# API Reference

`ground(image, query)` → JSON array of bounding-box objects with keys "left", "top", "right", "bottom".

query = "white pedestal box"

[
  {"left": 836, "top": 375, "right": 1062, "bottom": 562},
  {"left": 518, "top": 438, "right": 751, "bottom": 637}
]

§ §

Return every line of the listing above without changing anything.

TASK ANSWER:
# API Reference

`ground(image, query)` → JSON array of bounding-box objects with keys "left", "top", "right", "bottom".

query = "white pedestal box"

[
  {"left": 836, "top": 375, "right": 1062, "bottom": 562},
  {"left": 518, "top": 438, "right": 751, "bottom": 637}
]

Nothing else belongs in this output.